### Your instructions
Quote the newsletter passage between "We will still" and "of police violence.", inclusive, word for word.

### Page excerpt
Hello Wise Patients! We open this newsletter up with a link for patients who are wondering what they can do while still sheltering in place or abiding by the rules for COVID-19.
75 Things White People Can Do For Racial Justice by Corinne Shutack
Why We Are Deleting Our Facebook and Instagram Accounts
Facebook’s CEO Mark Zuckerberg has gone beyond allowing improper data handling and breach of user information (see the 2016 Cambridge Analytica scandal — which in itself is a reason to delete Facebook) and is openly supporting Trump’s threats of violence and attempts at voter suppression by refusing to take down, tag, or otherwise fact-check Trump’s blatant threats and lies. Zuckerberg defended his decision on Fox News while police were firing tear gas and rubber bullets at American citizens.
We can no longer justify any level of support of a company that facilitates threats against our very democracy, no matter how much the product may be useful to our business.
We will still be visible and posting on Twitter. Jack Dorsey (CEO of Twitter) has started tagging Trump’s tweets regarding voter suppression and threats of violence. He also has been speaking out on his personal twitter account and retweeting and amplifying Black voices and videos of police violence.

### Data for review

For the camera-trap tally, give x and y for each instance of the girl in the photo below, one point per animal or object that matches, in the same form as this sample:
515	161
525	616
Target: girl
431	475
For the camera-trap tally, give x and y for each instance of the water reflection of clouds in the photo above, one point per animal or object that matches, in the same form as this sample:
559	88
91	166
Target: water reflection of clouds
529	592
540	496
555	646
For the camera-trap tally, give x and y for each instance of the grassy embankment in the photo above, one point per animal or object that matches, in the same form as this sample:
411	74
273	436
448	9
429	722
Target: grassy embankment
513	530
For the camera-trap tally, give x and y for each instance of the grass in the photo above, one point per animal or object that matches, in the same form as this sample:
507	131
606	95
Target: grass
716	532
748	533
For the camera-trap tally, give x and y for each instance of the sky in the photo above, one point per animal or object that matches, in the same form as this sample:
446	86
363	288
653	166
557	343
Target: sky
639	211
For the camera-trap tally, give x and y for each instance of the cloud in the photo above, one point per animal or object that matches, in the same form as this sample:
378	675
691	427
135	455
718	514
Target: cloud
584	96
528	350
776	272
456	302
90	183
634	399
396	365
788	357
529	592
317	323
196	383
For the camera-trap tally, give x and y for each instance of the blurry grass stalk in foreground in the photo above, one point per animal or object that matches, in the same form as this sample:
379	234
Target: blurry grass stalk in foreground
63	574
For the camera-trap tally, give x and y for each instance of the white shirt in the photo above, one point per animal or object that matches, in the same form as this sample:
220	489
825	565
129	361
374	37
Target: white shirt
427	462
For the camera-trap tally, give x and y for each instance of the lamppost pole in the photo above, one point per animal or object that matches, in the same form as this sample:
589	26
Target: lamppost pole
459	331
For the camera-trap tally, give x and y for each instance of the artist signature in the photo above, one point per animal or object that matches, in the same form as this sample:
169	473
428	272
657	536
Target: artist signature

### Result of this task
We will still be visible and posting on Twitter. Jack Dorsey (CEO of Twitter) has started tagging Trump’s tweets regarding voter suppression and threats of violence. He also has been speaking out on his personal twitter account and retweeting and amplifying Black voices and videos of police violence.